WORK ITEM
Print, exactly as written, the line containing "[(17, 11), (75, 9), (19, 75)]" and every line after it, ending with the final line of the data below.

DATA FOR THE TASK
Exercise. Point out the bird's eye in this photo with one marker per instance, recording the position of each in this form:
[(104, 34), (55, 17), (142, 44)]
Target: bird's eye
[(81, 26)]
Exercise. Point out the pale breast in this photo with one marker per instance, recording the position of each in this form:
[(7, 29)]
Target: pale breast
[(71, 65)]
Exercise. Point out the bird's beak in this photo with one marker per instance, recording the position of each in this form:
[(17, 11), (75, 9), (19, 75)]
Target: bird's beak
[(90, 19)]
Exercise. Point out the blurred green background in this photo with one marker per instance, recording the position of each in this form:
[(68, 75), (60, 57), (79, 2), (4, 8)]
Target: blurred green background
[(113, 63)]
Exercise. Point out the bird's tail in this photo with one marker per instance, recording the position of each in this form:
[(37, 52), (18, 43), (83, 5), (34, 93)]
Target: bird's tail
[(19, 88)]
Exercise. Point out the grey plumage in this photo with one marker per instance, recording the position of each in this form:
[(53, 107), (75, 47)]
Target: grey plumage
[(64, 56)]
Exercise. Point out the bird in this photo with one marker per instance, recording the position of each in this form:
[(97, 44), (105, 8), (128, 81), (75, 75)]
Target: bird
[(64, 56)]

OUTPUT FOR THIS TASK
[(17, 11), (75, 9), (19, 75)]
Target: bird's beak
[(90, 19)]
Exercise. Point out the blurred green background in this photo with one marker per instance, recording the position of each in this form:
[(68, 75), (60, 57), (79, 2), (4, 8)]
Target: blurred green background
[(113, 63)]
Exercise. Point out the bird's tail in this photo with one marker per instance, recording the position of each in this form:
[(37, 52), (18, 43), (83, 5), (34, 93)]
Target: bird's tail
[(19, 88)]
Exercise. Point out the grey plumage in this photo with one marker per instance, recording the position of each in this form:
[(53, 107), (75, 47)]
Target: grey plumage
[(64, 56)]
Exercise. Point out the bird in this photo with one marker per instance, recording the position of each in this form:
[(97, 44), (105, 8), (128, 81), (75, 75)]
Target: bird
[(64, 56)]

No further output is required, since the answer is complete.